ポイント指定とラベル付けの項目
■ ■ ■

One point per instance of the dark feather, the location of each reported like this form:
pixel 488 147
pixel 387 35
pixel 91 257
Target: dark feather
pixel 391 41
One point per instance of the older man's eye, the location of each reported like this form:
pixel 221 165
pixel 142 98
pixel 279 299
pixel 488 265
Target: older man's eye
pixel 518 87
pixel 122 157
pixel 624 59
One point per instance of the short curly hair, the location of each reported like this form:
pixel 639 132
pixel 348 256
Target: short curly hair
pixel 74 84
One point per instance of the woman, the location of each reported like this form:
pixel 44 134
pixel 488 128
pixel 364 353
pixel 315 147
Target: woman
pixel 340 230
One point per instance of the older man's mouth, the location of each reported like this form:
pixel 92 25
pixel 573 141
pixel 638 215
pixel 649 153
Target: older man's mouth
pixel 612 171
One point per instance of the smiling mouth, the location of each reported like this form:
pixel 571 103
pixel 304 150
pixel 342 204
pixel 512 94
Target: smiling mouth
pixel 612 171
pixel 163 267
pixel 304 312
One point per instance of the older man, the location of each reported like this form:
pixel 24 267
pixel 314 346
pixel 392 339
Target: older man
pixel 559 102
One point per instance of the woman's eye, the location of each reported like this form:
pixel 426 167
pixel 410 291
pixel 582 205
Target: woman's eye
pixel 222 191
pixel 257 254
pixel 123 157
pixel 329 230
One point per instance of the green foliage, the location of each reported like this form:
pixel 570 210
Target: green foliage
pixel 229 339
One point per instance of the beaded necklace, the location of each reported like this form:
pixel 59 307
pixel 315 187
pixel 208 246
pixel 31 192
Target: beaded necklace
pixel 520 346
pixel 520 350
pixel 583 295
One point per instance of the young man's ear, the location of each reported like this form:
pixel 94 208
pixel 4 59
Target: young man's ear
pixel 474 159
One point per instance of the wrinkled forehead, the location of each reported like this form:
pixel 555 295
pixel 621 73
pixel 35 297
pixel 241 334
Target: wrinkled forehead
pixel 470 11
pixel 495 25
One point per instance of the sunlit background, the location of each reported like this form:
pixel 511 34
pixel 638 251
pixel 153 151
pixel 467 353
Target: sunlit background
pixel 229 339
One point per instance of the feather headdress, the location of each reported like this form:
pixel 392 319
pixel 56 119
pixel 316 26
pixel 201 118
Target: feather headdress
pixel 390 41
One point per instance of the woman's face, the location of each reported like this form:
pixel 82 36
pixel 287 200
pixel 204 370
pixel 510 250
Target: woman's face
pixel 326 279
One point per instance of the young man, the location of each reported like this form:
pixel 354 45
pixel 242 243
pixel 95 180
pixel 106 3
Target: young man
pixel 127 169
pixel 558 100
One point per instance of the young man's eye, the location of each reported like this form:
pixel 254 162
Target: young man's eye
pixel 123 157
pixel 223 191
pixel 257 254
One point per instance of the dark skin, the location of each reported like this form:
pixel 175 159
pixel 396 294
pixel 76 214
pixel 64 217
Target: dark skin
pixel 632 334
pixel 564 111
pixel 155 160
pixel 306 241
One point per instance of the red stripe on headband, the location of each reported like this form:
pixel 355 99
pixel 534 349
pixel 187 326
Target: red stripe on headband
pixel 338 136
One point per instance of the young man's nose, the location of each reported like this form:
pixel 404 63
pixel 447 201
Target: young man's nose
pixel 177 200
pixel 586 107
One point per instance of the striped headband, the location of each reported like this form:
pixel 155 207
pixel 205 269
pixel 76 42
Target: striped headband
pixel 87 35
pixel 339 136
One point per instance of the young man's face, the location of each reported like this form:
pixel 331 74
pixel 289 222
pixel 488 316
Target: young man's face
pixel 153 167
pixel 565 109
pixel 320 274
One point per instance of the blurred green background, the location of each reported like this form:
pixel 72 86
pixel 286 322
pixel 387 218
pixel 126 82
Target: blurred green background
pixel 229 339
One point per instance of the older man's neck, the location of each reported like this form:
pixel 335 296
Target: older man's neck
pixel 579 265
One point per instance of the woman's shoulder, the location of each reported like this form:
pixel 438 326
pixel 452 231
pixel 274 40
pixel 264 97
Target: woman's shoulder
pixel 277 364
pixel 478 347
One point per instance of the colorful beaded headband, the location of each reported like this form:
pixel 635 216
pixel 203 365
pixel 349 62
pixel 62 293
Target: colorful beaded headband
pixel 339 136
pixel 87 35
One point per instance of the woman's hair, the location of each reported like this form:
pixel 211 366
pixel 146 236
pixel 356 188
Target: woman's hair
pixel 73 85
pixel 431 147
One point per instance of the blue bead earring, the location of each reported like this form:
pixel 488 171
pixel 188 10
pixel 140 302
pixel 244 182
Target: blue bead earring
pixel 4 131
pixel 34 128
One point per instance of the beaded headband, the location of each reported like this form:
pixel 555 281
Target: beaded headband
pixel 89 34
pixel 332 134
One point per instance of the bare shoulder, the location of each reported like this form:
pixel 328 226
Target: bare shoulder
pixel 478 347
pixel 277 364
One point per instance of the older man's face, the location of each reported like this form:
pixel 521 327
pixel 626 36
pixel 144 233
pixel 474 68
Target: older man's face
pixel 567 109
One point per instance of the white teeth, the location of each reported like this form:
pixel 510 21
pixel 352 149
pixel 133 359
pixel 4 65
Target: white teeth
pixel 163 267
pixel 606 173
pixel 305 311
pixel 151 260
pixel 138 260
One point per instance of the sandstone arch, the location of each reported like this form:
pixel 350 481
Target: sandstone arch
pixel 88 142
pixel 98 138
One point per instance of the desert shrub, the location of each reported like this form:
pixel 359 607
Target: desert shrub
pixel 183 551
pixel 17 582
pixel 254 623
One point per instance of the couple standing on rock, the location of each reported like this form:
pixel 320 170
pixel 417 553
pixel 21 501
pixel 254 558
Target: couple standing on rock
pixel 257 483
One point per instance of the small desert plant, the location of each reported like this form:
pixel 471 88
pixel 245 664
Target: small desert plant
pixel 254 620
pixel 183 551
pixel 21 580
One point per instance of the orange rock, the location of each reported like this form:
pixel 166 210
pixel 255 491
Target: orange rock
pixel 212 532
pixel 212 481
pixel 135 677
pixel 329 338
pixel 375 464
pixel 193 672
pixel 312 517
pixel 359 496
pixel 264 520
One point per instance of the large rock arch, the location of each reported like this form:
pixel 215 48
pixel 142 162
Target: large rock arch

■ ■ ■

*ねらい*.
上の項目をすべて書き直しなさい。その際、「the location of each reported like this form」を「the location of each given in this form」に置き換え、ほかの部分は変えないこと。

*結果*.
One point per instance of the dark feather, the location of each given in this form:
pixel 488 147
pixel 387 35
pixel 91 257
Target: dark feather
pixel 391 41
One point per instance of the older man's eye, the location of each given in this form:
pixel 221 165
pixel 142 98
pixel 279 299
pixel 488 265
Target: older man's eye
pixel 518 87
pixel 122 157
pixel 624 59
One point per instance of the short curly hair, the location of each given in this form:
pixel 639 132
pixel 348 256
Target: short curly hair
pixel 74 84
One point per instance of the woman, the location of each given in this form:
pixel 44 134
pixel 488 128
pixel 364 353
pixel 315 147
Target: woman
pixel 340 230
One point per instance of the older man's mouth, the location of each given in this form:
pixel 92 25
pixel 573 141
pixel 638 215
pixel 649 153
Target: older man's mouth
pixel 612 171
One point per instance of the smiling mouth, the location of each given in this form:
pixel 571 103
pixel 304 150
pixel 342 204
pixel 512 94
Target: smiling mouth
pixel 612 171
pixel 163 267
pixel 304 312
One point per instance of the older man, the location of each given in this form:
pixel 24 267
pixel 314 346
pixel 392 339
Target: older man
pixel 559 102
One point per instance of the woman's eye, the location of each given in this form:
pixel 426 167
pixel 410 291
pixel 582 205
Target: woman's eye
pixel 222 191
pixel 257 254
pixel 123 157
pixel 329 230
One point per instance of the green foliage, the location of each given in this form:
pixel 570 210
Target: green foliage
pixel 229 339
One point per instance of the beaded necklace, the location of each given in this form:
pixel 59 307
pixel 315 187
pixel 208 246
pixel 31 192
Target: beaded necklace
pixel 520 346
pixel 520 350
pixel 583 295
One point per instance of the young man's ear, the location of each given in this form:
pixel 94 208
pixel 4 59
Target: young man's ear
pixel 474 159
One point per instance of the wrinkled forehead, the location of each given in this form:
pixel 555 295
pixel 621 73
pixel 35 297
pixel 241 334
Target: wrinkled forehead
pixel 470 11
pixel 495 25
One point per instance of the sunlit background, the location of each given in this form:
pixel 511 34
pixel 638 251
pixel 153 151
pixel 467 353
Target: sunlit background
pixel 229 339
One point per instance of the feather headdress, the location of each given in this form:
pixel 392 319
pixel 56 119
pixel 316 26
pixel 201 118
Target: feather headdress
pixel 390 41
One point per instance of the woman's face, the location of each given in this form:
pixel 82 36
pixel 287 200
pixel 204 370
pixel 510 250
Target: woman's face
pixel 326 279
One point per instance of the young man, the location of each given in this form:
pixel 354 45
pixel 242 243
pixel 95 180
pixel 106 3
Target: young man
pixel 127 169
pixel 558 100
One point per instance of the young man's eye, the location of each given in this form:
pixel 254 162
Target: young man's eye
pixel 123 157
pixel 223 191
pixel 257 254
One point per instance of the dark skin, the location of each given in this form:
pixel 175 159
pixel 396 294
pixel 76 214
pixel 64 217
Target: dark skin
pixel 632 334
pixel 564 111
pixel 155 160
pixel 306 241
One point per instance of the red stripe on headband, the location of each given in this form:
pixel 355 99
pixel 534 349
pixel 187 326
Target: red stripe on headband
pixel 338 136
One point per instance of the young man's nose, the location of each given in this form:
pixel 404 63
pixel 447 201
Target: young man's nose
pixel 177 200
pixel 586 107
One point per instance of the striped headband, the location of each given in this form:
pixel 155 207
pixel 205 269
pixel 76 42
Target: striped headband
pixel 87 35
pixel 339 136
One point per instance of the young man's face, the location of each given in this form:
pixel 331 74
pixel 289 222
pixel 488 316
Target: young man's face
pixel 153 167
pixel 565 109
pixel 320 274
One point per instance of the blurred green background, the location of each given in this form:
pixel 72 86
pixel 286 322
pixel 387 218
pixel 126 82
Target: blurred green background
pixel 229 339
One point per instance of the older man's neck, the location of each given in this form:
pixel 335 296
Target: older man's neck
pixel 579 265
One point per instance of the woman's shoulder, the location of each given in this form:
pixel 438 326
pixel 452 231
pixel 274 40
pixel 264 97
Target: woman's shoulder
pixel 277 364
pixel 478 347
One point per instance of the colorful beaded headband, the location of each given in this form:
pixel 635 216
pixel 203 365
pixel 349 62
pixel 62 293
Target: colorful beaded headband
pixel 339 136
pixel 87 35
One point per instance of the woman's hair, the location of each given in this form:
pixel 211 366
pixel 146 236
pixel 356 188
Target: woman's hair
pixel 73 85
pixel 431 147
One point per instance of the blue bead earring, the location of each given in this form:
pixel 488 171
pixel 188 10
pixel 140 302
pixel 244 182
Target: blue bead earring
pixel 4 131
pixel 34 128
One point per instance of the beaded headband, the location of each given in this form:
pixel 555 281
Target: beaded headband
pixel 89 34
pixel 332 134
One point per instance of the bare shoulder, the location of each given in this form:
pixel 328 226
Target: bare shoulder
pixel 478 347
pixel 277 364
One point per instance of the older man's face, the location of each given in this form:
pixel 521 327
pixel 626 36
pixel 144 233
pixel 474 68
Target: older man's face
pixel 567 109
One point per instance of the white teeth, the location of each given in this form:
pixel 510 21
pixel 352 149
pixel 133 359
pixel 4 65
Target: white teeth
pixel 163 267
pixel 606 173
pixel 305 311
pixel 151 260
pixel 138 260
One point per instance of the sandstone arch, the location of each given in this form:
pixel 350 481
Target: sandstone arch
pixel 88 142
pixel 98 138
One point per instance of the desert shrub, the location of each given in this form:
pixel 359 607
Target: desert shrub
pixel 183 551
pixel 17 582
pixel 254 623
One point per instance of the couple standing on rock, the location of each given in this form:
pixel 320 170
pixel 417 553
pixel 21 501
pixel 254 558
Target: couple standing on rock
pixel 257 483
One point per instance of the small desert plant, the location of each given in this form:
pixel 471 88
pixel 245 664
Target: small desert plant
pixel 254 620
pixel 183 551
pixel 21 580
One point per instance of the orange rock, the location of each given in this form:
pixel 166 210
pixel 255 491
Target: orange rock
pixel 212 532
pixel 212 481
pixel 135 677
pixel 329 338
pixel 375 464
pixel 193 672
pixel 312 517
pixel 359 496
pixel 264 520
One point per instance of the large rock arch, the location of each given in this form:
pixel 215 48
pixel 142 162
Target: large rock arch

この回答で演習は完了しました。